**WHAT IS BEING ASKED**
When the string "window" occurs in a line of the records, show that line.

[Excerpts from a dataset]

_____

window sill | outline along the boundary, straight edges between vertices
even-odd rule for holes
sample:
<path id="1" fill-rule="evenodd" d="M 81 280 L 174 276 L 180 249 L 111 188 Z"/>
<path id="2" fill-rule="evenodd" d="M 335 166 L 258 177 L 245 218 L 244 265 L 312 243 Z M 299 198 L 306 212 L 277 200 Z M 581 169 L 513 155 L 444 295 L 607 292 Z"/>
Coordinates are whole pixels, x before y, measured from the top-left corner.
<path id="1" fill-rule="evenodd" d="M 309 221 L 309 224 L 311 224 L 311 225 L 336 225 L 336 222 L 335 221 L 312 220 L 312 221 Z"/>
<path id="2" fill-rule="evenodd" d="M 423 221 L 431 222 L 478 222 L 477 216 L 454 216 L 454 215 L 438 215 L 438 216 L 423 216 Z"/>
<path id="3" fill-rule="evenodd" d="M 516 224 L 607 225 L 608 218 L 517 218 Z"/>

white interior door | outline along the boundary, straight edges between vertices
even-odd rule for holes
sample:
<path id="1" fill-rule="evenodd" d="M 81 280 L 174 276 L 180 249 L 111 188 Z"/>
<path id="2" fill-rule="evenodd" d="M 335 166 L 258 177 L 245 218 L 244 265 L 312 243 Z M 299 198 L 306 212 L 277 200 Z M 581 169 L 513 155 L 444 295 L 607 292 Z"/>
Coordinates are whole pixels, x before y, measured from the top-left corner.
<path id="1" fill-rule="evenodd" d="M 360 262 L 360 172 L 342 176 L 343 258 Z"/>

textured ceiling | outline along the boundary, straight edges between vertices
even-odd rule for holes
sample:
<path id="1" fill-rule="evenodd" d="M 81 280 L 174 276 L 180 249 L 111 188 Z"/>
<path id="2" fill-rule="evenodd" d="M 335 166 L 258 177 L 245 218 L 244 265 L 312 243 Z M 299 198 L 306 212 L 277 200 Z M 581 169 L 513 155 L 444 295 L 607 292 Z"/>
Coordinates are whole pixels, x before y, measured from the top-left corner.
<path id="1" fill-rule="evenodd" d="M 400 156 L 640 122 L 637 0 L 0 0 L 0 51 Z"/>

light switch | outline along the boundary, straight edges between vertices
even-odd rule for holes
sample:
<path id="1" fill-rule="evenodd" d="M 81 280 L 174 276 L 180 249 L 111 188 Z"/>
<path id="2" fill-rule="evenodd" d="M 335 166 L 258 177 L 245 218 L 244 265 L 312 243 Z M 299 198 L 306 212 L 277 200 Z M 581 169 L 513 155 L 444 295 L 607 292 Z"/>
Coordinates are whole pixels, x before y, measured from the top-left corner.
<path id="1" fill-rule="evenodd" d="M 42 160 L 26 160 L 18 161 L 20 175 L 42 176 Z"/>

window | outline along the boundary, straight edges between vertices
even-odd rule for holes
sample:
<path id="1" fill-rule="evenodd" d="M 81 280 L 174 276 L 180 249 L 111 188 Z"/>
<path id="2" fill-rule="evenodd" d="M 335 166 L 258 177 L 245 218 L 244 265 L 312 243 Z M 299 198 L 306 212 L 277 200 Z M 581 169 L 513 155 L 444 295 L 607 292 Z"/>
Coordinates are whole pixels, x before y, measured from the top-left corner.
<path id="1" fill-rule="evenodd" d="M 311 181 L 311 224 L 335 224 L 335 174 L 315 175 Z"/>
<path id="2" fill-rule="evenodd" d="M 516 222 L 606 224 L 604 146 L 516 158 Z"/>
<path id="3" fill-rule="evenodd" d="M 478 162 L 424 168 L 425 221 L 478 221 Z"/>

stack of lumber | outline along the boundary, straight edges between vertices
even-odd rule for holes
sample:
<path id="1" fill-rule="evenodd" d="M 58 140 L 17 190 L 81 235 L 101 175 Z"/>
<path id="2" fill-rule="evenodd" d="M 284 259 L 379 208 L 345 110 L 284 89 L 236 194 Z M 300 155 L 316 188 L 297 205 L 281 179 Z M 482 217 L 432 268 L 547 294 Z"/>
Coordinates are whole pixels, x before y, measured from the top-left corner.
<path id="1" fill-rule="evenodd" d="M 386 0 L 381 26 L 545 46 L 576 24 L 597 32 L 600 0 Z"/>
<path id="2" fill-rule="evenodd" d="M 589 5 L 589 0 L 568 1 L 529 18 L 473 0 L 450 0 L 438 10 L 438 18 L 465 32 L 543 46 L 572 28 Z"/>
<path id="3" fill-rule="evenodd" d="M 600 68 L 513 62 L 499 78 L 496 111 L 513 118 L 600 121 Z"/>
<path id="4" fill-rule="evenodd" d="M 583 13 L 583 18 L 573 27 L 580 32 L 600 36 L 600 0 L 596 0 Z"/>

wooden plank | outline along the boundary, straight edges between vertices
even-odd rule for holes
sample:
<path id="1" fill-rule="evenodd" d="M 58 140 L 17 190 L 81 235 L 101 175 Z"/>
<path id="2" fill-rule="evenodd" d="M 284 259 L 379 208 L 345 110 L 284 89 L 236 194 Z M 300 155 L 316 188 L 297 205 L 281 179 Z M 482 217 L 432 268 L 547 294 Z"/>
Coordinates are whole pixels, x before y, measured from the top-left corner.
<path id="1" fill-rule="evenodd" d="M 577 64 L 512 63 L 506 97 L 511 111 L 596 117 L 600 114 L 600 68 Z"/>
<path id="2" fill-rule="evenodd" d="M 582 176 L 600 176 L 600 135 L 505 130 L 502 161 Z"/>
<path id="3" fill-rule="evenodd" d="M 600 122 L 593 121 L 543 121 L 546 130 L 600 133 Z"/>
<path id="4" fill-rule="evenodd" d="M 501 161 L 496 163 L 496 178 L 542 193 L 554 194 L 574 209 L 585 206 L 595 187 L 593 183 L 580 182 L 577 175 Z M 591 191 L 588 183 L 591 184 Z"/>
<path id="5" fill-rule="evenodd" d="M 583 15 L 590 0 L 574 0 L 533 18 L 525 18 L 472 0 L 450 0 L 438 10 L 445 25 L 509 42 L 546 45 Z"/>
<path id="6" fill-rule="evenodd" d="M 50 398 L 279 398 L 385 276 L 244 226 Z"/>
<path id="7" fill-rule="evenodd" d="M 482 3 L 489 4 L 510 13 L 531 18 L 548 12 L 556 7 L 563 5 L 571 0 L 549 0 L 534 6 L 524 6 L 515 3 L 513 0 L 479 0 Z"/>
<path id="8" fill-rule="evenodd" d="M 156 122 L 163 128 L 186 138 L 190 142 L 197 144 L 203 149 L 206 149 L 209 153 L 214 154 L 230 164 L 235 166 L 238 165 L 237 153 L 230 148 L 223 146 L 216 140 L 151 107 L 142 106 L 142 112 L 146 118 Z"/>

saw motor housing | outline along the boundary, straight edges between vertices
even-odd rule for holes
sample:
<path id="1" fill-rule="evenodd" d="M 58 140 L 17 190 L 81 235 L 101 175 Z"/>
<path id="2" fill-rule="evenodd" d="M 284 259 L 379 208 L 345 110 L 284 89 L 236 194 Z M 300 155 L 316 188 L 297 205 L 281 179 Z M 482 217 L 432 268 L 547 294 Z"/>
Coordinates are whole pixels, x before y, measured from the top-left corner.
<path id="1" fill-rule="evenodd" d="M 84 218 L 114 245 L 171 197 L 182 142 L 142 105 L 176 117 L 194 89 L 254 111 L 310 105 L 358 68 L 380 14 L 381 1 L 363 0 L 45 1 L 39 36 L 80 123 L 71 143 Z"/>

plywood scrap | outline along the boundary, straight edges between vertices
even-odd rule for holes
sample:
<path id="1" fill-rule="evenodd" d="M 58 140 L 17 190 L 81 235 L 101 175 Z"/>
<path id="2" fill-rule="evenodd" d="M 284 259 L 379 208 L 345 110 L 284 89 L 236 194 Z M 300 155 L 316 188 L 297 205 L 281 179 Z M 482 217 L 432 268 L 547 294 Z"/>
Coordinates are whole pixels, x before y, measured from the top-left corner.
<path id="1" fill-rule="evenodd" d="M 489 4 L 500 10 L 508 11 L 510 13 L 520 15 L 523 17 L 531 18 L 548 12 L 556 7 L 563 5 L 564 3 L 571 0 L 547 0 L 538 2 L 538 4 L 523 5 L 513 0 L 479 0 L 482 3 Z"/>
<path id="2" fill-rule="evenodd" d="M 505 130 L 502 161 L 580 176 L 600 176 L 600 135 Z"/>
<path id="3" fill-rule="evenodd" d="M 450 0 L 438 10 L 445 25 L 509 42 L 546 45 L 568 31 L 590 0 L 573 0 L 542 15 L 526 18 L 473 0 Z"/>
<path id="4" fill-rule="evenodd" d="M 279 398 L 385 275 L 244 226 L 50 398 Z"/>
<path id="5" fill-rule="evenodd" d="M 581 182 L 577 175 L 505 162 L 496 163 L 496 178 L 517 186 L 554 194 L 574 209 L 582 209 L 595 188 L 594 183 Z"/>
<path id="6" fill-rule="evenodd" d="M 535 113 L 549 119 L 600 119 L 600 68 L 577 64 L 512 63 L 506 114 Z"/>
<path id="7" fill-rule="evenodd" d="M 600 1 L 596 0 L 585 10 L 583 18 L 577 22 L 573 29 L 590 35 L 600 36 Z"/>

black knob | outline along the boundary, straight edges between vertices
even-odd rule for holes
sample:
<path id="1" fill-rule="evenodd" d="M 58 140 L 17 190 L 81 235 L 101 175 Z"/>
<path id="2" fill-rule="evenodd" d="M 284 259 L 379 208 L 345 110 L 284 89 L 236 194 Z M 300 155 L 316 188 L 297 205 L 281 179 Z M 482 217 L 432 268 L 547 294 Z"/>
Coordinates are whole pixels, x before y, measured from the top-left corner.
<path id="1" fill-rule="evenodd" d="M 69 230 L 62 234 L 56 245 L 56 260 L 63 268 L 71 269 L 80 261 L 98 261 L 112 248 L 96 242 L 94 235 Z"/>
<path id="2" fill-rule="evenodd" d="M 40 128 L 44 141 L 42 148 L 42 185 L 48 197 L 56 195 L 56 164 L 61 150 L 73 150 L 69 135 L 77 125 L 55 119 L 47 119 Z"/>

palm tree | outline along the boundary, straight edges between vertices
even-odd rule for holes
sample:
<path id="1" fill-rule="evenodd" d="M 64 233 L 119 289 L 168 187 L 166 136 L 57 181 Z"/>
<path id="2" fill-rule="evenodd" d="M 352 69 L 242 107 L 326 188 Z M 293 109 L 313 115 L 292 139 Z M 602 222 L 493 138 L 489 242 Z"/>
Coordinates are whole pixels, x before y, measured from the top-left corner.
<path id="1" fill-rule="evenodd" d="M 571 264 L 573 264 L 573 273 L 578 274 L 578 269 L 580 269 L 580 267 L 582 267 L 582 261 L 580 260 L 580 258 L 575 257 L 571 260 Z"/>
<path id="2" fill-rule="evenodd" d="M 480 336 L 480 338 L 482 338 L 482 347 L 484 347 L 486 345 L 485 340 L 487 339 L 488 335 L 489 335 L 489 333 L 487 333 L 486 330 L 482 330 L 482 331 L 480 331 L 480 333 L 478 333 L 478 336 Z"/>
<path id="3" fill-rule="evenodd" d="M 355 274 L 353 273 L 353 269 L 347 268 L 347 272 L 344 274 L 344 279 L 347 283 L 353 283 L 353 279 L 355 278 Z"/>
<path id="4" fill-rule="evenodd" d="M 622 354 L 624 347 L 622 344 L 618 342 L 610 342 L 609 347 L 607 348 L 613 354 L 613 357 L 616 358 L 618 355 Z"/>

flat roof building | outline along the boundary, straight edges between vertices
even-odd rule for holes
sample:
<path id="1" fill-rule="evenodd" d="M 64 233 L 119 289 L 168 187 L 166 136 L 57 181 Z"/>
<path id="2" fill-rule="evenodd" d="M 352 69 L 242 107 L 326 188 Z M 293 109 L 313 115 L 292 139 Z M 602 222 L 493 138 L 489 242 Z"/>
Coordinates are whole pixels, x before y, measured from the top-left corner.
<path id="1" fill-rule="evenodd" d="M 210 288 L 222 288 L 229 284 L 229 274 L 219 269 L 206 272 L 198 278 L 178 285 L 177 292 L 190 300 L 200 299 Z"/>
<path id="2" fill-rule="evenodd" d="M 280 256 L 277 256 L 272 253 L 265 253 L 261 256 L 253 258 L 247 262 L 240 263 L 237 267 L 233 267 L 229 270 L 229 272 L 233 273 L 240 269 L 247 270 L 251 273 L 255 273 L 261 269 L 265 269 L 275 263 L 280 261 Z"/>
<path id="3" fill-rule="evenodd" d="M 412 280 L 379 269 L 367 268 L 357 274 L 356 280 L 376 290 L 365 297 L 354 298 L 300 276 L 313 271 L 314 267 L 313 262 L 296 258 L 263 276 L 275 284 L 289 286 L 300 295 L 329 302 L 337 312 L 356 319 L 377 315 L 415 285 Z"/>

_____

**SOLVED EXERCISE**
window sill | outline along the boundary, straight edges between vertices
window | outline along the boundary, straight edges between vertices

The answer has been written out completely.